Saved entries
****************************************
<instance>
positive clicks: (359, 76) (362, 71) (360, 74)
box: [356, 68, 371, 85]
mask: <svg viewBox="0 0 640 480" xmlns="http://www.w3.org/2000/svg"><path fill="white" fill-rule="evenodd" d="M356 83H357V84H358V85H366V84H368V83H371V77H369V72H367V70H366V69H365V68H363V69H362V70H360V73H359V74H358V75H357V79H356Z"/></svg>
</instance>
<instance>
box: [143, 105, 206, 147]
****************************************
All records above need to be set down again exactly as written.

<instance>
positive clicks: (359, 76) (362, 71) (360, 74)
box: [356, 68, 371, 85]
mask: <svg viewBox="0 0 640 480" xmlns="http://www.w3.org/2000/svg"><path fill="white" fill-rule="evenodd" d="M356 83H357V84H358V85H366V84H368V83H371V77H369V72H367V70H366V69H365V68H363V69H362V70H360V73H359V74H358V75H357V79H356Z"/></svg>
</instance>
<instance>
box: [143, 105, 206, 147]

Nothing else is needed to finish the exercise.